# Stated task 1:
Write out the part of the discussion about authority in the art world from "June 13, 2009, 3:57" to "not as sheep?".
# Stated task 2:
The comment thread about authority in the art world shows a posting time for each of its numbered comments. List each comment number with its posting time.
# Stated task 3:
Carry on the comment thread about the art world's herd and its authority from the point where it stops.

# Provided passage:
_ _ _ _

About "wrong": the academics might have based their judgment on seeing for themselves that the impressionists were better than their highly touted contemporaneous competition - because enough time had passed for collective taste to open up to the difference. And from the herding point of view, "everyone" loves the impressionists now so that is another source of who was right and who was wrong at the time of their emergence. At some point the pattern of "traditional=bad" and "radical=good" takes the dominate place and judgments are based on that. Along with literal content being elevated to the level of being the major component of "advanced art".

About "authority": in a democracy a large group that is skilled in the process of gaining control acquires authority, even if they are not the majority. In the case of the art system, a group that started out without a majority but a lot of moxie has leveraged itself to the point where it is also the majority - a large majority - and hence possesses all the more authority. I don't concern myself much with whether or not it is legitimate. It's power is certainly real, damn real, too damn real. That's our situation, the one we must cope with.

19.

John

June 13, 2009, 12:23 PM

One solution to the "power of the majority" in the art system is to just ignore it. I think that is what Tim was getting at. While I would not go so far as to say there is no need for any audience whatsoever, it is necessary to narrow that audience down to the very few that can see what the hell is going on. Those individuals are seldom placed very high in the art world.

Paying too much attention to the system as it now is configured probably contributes to its hold on cultural resources. But it is still hard to ignore them. I seem to remember Cezanne spent his entire life trying to get into a salon show, didn't he? We all have our obsessions.

20.

Franklin

June 13, 2009, 1:27 PM

We have to remember that we're never dealing with a perfect monolith. I did the Chelsea gallery rounds back in April, and while I saw a lot of silly garbage, I also saw great shows by Leon Kossof, Thorton Willis, and Louise Fishman. As an alternative or a supplement to ignoring the system, one could work with the amenable parts of the system that evince sense.

21.

Jack

June 13, 2009, 3:57 PM

So what does that make people like us, John? Aliens? Aberrant? Supranormal? Or does it rather make the members of the herd subnormal? And even if, as you suggest, many or most of the art herd cannot go at it alone, why don't they simply pursue something else, where they can function on their own and not as sheep?

22.

Jack

June 13, 2009, 4:28 PM

Thanks for the Kossoff link, Franklin. That View of Hackney is particularly fine.

23.

John

June 13, 2009, 5:02 PM

Whatever we are, we are not members of the herd as far as current trends in art go. If, by coincidence, we happen to follow along with the herd, it is not because we let it be our guide.

_ _ _ _

# Records shown:
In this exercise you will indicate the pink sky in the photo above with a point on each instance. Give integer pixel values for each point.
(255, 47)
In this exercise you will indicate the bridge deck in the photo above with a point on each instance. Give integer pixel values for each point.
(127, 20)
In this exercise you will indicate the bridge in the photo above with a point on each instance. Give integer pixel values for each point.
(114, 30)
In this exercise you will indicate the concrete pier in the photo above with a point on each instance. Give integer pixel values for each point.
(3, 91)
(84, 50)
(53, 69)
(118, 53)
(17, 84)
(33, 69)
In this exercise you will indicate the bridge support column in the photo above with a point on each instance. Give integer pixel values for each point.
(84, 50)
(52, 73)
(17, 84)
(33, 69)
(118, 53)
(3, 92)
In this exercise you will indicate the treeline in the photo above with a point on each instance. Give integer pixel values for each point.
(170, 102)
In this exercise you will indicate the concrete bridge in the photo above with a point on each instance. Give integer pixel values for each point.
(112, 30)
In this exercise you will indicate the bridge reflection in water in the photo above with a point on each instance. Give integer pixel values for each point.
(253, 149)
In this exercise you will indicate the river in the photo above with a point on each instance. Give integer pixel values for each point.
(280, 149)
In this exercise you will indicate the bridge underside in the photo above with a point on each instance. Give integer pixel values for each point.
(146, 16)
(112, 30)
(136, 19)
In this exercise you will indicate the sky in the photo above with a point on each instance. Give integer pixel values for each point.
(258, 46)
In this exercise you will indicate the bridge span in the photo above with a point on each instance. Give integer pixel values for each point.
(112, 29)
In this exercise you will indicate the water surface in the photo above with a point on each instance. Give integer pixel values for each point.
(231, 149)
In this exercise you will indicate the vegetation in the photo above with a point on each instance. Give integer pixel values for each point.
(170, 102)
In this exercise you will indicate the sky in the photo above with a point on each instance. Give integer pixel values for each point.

_ _ _ _

# Final answer 1:
June 13, 2009, 3:57 PM

So what does that make people like us, John? Aliens? Aberrant? Supranormal? Or does it rather make the members of the herd subnormal? And even if, as you suggest, many or most of the art herd cannot go at it alone, why don't they simply pursue something else, where they can function on their own and not as sheep?

# Final answer 2:
19: 12:23 PM
20: 1:27 PM
21: 3:57 PM
22: 4:28 PM
23: 5:02 PM

# Final answer 3:
I don't really know much about it, but I've read that a certain part of the brain called the "limbic system" or some such is instinctively called upon when we are uncertain about the right course of action. This part of the brain is said to be responsible for instigating herd behavior. When we don't know what to do, look to our fellow humans for clues. Maybe it is something that was once useful for survival, but no longer is. On the other hand, there are situations where I am unsure about how to act - formal dinners, for instance - and I find it useful to do what everyone else is doing. Or other unfamiliar social circumstances. Going along to get along has its virtue.

It can get you into trouble, though. In October 07 the highest percentage of bulls ever recorded amongst professional market advisers was reached, something like 98%. That was not a good time to join that particular herd.

Stocks, like art, don't lend themselves well to easy measurements of value. Investors (gamblers, really) buy them in the hope that other investors in the future will pay a premium to own them. But the future is always uncertain, and so the herding instinct is easily aroused in the vacuum this uncertainty creates, generating at least the certainty that everyone else is taking a specific action or attitude.

The monetary value of current art especially is deeply involved in a similar uncertainty. And for most people, so is its value qua art, its aesthetic value. So they follow the trends or they cease involvement at all. Might be better for art if more of them got out, but there is no way to control that in a relatively free society.

As Franklin points out, I am not talking about a pure monolith. There are exceptions here and there and it is probably better use of our time to seek out the exceptions than try to change the mainstream.

24.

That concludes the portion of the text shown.